What you need to do – Output the portion of the article on Steve Morgan's volleyball coaching career starting at "Being asked to" and ending at "national champion coaches.", copied word for word.

Reading text –
□ □ □ □ □ □ □

OGALLALA, Neb. (KNOP)--- News broke a couple weeks ago about one of the most illustrious volleyball coaches in the state of Nebraska retiring. Coach Steve Morgan says he's extremely humbled by this 45 year coaching experience.
Here's a look at how it all began.
Originally from Mitchell, Nebraska, Steve Morgan applied for a teaching job in Ogallala 49 years ago.
"I was drafted into the U.S. Army. I taught here one year and I got my greetings letter that I was drafted so I spent two years in the military and our lieutenant colonel tried out for the U.S. Olympic team and was cut. So when he came back to Fort Lenard Wood, Missouri, Fort Gordon, Georgia, he taught me the game and I told him I thought it was the sissiest game I've ever seen. And he said, 'Why don't you come over in the gym.' And we didn't have much of a gym then and he showed me the basic skills of the sport and I fell in love with it," said Morgan.
Morgan didn't know it but that was the start of something great.
"Just like any coach at first, what is a guy doing coaching a girl's sport and I heard about that for the first few years. And then one thing fed of the other, we got our first state championship in '75 in Class B, beat three time state champ Waverly."
Morgan has never had a losing season. Helping to grow the sport in the state, he was inducted into the Nebraska Hall of Fame in 2012.
He has 30 state tournament appearances, numerous runners up titles and three state titles.
He also has 35 conference championships and close to 1,000 wins.
Morgan said, "I love working with kids and motivating kids. But when I saw that I could show young girls and a couple guys for that matter, how to play the game, and they just kept improving and kept improving, that's pretty contagious for me to say, 'I can help those kids' and it just kind of fed from there."
Being asked to conduct camps and clinics by the University of Nebraska coach Terry Pettit and his assistant Russ Rose (who went on to become the Penn State coach) put Morgan on the stage with Division I national champion coaches.
Morgan said, "My wife and I had patented some volleyball products and one was a volleyball machine, and the U.S. Olympic coach asked Kate and I to go to College Station, Texas to demonstrate the machine to the world volleyball convention, which is every Olympic coach in the entire world."
Morgan never thought this sport' would bring so much to his life.
"Not in a million years. I don't care how good someone thinks they are. You got to be a little lucky too," said Morgan.
But now he says he looks forward to traveling with his wife and spending more time with family.
Reporter: "Is there anything you wish you could have done differently over your 45 years?"
Morgan said, "No. No I'm pretty satisfied with what happened. Very thankful for what happened and we've had hundreds of texts and emails and cards in the mail, all kinds of cool stuff like that that make it even more worth while. Having my daughters play for me was big."
Coach Morgan will still be conducting his annual volleyball camps in Ogallala even though he's retired from coaching.

□ □ □ □ □ □ □

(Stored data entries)

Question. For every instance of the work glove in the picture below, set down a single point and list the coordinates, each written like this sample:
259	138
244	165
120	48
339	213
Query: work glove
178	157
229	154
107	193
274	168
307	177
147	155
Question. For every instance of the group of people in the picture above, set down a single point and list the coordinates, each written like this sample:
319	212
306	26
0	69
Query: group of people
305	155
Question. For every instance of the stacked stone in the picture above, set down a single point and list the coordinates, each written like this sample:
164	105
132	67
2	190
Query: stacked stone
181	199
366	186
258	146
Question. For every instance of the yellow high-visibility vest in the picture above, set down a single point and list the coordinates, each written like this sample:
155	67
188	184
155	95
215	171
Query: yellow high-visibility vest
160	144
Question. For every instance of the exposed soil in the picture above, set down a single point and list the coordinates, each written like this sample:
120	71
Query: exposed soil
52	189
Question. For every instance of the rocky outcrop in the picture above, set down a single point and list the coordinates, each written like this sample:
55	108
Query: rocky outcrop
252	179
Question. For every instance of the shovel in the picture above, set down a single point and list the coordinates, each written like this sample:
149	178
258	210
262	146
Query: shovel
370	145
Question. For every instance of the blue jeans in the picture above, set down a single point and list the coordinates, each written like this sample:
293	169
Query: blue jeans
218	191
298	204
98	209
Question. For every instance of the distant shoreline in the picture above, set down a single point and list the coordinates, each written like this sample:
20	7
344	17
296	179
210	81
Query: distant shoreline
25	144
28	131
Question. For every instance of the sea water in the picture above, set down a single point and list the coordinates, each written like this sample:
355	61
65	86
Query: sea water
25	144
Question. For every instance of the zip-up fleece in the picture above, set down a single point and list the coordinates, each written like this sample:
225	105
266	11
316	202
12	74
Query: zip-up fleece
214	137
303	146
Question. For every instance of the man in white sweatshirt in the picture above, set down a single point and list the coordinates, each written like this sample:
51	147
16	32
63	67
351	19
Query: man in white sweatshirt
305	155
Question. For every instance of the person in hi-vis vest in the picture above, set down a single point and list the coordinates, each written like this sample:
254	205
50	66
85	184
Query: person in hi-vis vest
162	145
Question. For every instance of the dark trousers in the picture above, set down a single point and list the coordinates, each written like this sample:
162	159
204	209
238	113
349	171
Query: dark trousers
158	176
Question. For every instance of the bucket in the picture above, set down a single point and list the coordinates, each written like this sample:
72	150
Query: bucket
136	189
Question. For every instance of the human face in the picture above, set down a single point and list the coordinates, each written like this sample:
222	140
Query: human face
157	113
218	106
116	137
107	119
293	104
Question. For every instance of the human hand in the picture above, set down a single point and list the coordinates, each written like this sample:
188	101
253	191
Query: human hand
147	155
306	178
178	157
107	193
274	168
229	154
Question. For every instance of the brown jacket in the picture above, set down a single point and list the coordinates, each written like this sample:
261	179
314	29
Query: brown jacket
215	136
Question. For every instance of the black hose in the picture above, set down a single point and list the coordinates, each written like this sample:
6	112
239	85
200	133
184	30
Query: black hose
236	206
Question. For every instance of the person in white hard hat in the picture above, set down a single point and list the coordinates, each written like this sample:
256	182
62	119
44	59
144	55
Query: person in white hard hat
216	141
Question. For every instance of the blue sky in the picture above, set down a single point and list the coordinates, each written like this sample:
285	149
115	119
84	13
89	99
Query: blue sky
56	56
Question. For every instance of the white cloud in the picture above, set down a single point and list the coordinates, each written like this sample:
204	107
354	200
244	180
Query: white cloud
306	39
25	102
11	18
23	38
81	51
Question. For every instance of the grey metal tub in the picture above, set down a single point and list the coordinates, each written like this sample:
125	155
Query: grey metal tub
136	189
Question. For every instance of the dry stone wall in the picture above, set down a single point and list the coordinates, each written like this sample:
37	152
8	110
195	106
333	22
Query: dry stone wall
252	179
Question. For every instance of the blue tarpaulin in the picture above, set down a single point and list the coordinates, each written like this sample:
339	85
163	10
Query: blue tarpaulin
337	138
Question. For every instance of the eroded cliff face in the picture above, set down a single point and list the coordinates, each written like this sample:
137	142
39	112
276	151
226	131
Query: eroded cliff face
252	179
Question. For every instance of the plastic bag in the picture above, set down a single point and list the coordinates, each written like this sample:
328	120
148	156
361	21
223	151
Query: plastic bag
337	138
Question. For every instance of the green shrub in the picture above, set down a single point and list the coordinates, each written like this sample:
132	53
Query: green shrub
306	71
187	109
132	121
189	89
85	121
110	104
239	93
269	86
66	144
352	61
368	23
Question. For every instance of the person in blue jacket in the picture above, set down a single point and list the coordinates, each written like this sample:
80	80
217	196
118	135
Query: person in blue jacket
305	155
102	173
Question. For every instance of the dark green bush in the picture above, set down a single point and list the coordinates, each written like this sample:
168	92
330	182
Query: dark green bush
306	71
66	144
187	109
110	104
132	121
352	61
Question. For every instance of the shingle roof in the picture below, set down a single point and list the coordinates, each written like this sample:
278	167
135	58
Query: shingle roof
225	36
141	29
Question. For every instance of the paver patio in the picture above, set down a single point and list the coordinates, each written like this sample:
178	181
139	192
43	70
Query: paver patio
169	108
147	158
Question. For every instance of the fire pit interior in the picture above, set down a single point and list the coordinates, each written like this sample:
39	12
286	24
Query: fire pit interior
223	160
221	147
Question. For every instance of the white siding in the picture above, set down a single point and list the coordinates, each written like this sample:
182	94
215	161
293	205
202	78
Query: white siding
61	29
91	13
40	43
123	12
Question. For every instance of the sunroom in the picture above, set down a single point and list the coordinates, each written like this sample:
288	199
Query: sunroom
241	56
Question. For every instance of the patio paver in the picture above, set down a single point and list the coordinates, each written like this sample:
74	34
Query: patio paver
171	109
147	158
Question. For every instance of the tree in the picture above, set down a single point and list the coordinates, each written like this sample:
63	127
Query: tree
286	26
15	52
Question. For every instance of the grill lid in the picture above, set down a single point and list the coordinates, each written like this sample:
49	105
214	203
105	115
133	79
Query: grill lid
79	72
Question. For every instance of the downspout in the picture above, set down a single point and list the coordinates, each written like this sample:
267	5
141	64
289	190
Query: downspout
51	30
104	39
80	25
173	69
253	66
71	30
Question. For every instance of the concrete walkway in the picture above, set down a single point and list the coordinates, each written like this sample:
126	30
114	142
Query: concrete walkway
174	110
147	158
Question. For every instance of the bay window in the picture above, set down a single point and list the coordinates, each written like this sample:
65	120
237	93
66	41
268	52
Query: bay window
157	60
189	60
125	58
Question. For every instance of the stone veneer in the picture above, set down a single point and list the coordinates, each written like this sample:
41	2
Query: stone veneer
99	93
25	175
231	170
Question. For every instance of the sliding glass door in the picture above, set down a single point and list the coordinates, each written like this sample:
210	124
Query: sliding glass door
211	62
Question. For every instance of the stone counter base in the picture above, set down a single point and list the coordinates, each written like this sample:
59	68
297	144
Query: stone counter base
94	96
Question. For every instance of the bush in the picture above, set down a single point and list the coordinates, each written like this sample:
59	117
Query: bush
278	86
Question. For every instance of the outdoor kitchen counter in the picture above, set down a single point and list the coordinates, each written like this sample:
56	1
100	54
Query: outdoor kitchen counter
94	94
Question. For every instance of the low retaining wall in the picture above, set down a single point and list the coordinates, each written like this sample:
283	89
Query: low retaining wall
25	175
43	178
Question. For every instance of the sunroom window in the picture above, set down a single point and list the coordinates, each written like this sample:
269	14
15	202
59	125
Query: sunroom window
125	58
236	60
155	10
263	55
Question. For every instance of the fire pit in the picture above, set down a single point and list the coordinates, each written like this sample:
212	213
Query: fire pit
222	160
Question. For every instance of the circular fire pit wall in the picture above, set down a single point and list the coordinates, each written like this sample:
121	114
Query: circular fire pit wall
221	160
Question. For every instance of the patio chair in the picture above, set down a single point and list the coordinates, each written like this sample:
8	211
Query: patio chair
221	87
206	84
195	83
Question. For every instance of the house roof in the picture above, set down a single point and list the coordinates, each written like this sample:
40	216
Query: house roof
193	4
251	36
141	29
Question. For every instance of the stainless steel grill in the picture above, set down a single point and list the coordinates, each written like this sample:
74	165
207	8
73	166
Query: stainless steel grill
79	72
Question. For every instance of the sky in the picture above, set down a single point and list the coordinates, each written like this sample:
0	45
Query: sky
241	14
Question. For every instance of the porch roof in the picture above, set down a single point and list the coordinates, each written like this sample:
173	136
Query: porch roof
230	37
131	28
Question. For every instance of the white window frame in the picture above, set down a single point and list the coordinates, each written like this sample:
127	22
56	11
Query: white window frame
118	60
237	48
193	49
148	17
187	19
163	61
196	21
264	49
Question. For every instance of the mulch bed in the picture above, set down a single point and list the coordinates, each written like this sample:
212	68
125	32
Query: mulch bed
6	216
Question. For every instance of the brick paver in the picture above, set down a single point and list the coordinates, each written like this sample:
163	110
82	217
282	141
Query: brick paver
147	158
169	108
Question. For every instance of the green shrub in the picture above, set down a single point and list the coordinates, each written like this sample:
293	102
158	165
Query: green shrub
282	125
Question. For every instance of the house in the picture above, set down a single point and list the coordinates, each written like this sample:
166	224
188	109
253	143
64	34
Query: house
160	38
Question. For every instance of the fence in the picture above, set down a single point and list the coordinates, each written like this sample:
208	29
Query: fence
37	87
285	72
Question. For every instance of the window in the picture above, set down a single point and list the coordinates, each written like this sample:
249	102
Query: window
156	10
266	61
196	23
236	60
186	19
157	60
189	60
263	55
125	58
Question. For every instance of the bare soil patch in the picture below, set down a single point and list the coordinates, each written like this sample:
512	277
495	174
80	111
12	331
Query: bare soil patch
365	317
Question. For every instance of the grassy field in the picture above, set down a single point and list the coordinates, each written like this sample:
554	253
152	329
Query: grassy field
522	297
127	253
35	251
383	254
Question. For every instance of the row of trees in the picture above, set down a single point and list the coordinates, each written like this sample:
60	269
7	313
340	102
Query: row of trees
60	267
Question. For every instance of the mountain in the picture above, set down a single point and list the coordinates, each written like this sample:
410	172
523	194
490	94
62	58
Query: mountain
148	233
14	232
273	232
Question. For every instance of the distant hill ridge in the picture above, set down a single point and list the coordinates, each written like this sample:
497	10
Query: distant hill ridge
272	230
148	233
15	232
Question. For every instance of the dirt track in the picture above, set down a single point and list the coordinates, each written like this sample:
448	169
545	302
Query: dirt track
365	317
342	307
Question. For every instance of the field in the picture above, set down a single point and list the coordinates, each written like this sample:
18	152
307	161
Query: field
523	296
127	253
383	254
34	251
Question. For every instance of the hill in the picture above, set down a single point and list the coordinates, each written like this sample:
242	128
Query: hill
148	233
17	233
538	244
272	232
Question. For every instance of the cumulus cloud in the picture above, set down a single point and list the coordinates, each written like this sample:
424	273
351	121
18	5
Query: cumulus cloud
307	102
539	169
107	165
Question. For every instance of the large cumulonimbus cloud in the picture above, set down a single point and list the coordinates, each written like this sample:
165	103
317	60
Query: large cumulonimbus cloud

□ □ □ □ □ □ □

Solution –
Being asked to conduct camps and clinics by the University of Nebraska coach Terry Pettit and his assistant Russ Rose (who went on to become the Penn State coach) put Morgan on the stage with Division I national champion coaches.